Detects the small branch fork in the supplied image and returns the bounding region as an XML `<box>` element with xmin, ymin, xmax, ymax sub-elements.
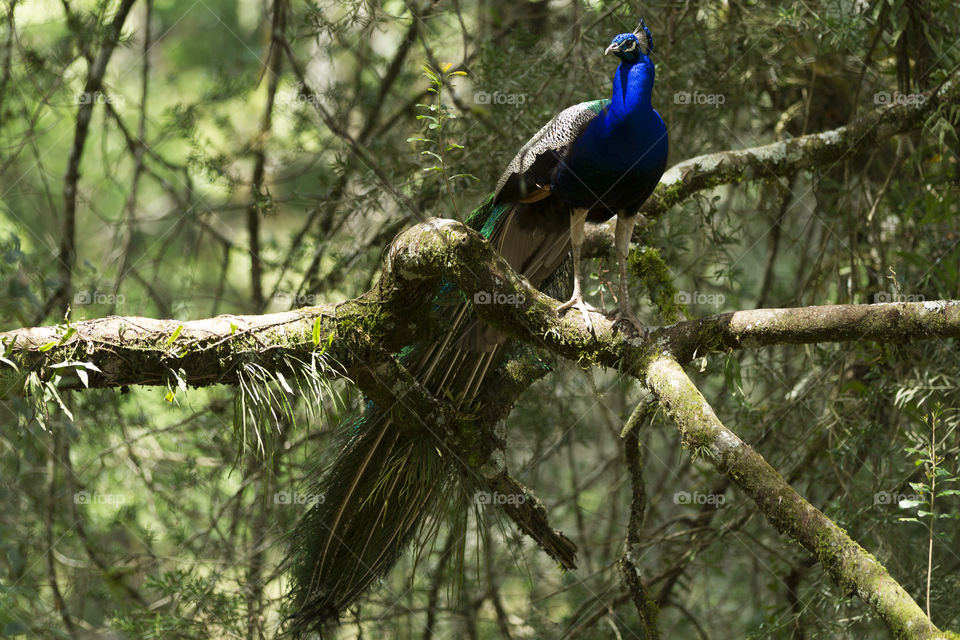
<box><xmin>0</xmin><ymin>219</ymin><xmax>960</xmax><ymax>639</ymax></box>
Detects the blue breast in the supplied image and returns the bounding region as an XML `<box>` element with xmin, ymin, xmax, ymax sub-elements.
<box><xmin>550</xmin><ymin>56</ymin><xmax>668</xmax><ymax>221</ymax></box>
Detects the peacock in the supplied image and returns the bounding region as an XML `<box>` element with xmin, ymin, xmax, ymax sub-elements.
<box><xmin>288</xmin><ymin>20</ymin><xmax>668</xmax><ymax>635</ymax></box>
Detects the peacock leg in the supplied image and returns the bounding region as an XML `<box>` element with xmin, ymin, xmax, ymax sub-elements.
<box><xmin>613</xmin><ymin>214</ymin><xmax>643</xmax><ymax>331</ymax></box>
<box><xmin>557</xmin><ymin>209</ymin><xmax>599</xmax><ymax>333</ymax></box>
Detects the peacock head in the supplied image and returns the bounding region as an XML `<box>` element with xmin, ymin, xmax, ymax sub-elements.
<box><xmin>603</xmin><ymin>20</ymin><xmax>653</xmax><ymax>63</ymax></box>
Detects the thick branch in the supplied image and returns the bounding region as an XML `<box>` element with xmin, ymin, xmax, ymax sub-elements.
<box><xmin>0</xmin><ymin>219</ymin><xmax>960</xmax><ymax>387</ymax></box>
<box><xmin>641</xmin><ymin>74</ymin><xmax>960</xmax><ymax>218</ymax></box>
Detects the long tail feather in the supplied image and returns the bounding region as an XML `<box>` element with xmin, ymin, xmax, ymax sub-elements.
<box><xmin>288</xmin><ymin>198</ymin><xmax>569</xmax><ymax>635</ymax></box>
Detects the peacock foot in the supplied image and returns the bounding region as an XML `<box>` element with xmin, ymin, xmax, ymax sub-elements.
<box><xmin>557</xmin><ymin>294</ymin><xmax>600</xmax><ymax>333</ymax></box>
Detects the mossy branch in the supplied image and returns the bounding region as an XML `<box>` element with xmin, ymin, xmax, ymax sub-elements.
<box><xmin>0</xmin><ymin>219</ymin><xmax>960</xmax><ymax>638</ymax></box>
<box><xmin>0</xmin><ymin>219</ymin><xmax>960</xmax><ymax>393</ymax></box>
<box><xmin>646</xmin><ymin>356</ymin><xmax>957</xmax><ymax>640</ymax></box>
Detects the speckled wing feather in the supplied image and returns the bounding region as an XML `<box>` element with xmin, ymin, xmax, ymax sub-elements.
<box><xmin>495</xmin><ymin>100</ymin><xmax>610</xmax><ymax>202</ymax></box>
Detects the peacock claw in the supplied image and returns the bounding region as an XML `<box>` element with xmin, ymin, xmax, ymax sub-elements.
<box><xmin>613</xmin><ymin>308</ymin><xmax>647</xmax><ymax>334</ymax></box>
<box><xmin>557</xmin><ymin>295</ymin><xmax>600</xmax><ymax>333</ymax></box>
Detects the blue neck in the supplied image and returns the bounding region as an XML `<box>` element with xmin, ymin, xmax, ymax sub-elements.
<box><xmin>606</xmin><ymin>56</ymin><xmax>654</xmax><ymax>126</ymax></box>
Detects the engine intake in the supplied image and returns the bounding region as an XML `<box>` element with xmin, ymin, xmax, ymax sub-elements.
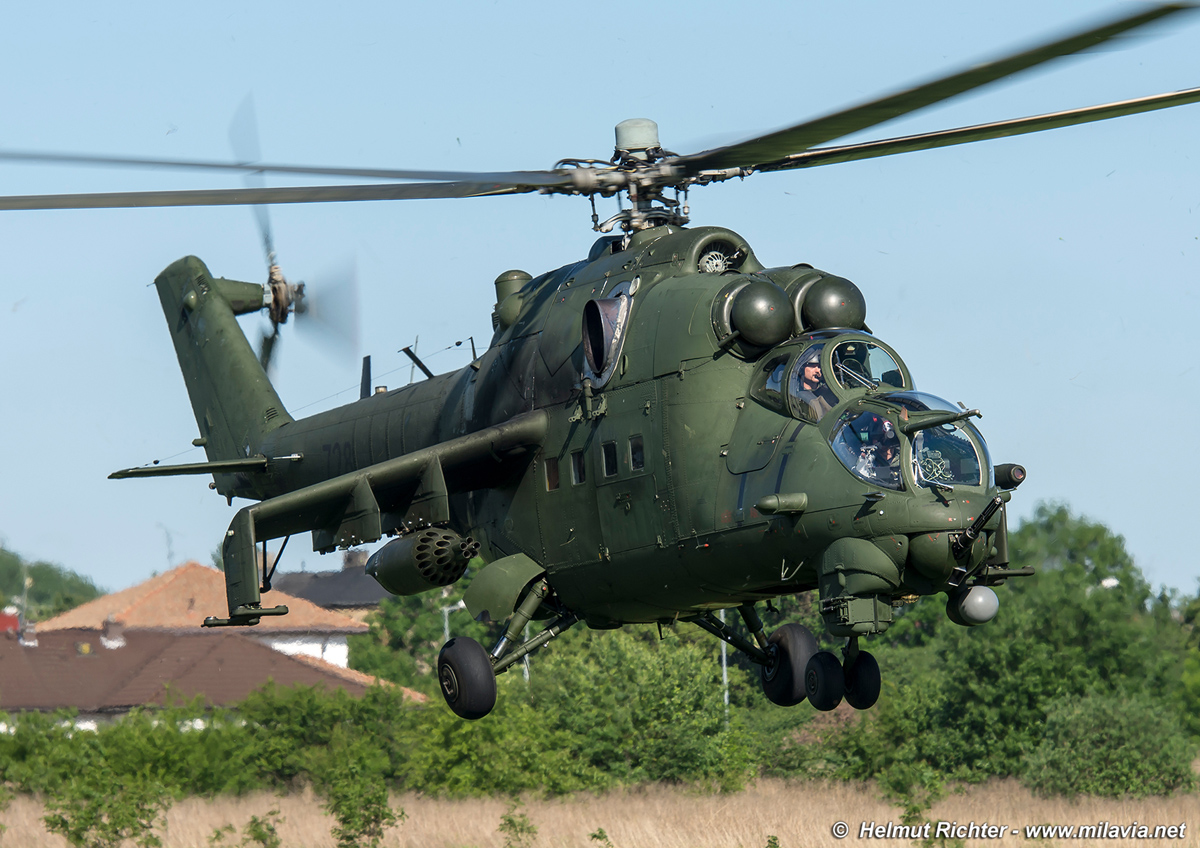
********
Written request: Pull out every line of the records that contains the word "feather", and treat uppercase and lowercase letters as different.

Answer in full:
Detects the long tail feather in the supplied image and returns the bounding region as an XML `<box>` element with xmin, ymin, xmax, ymax sub-elements.
Detects the speckled wing feather in the supplied image and returns the bounding region as an XML `<box>` element with xmin, ymin, xmax, ymax sub-elements.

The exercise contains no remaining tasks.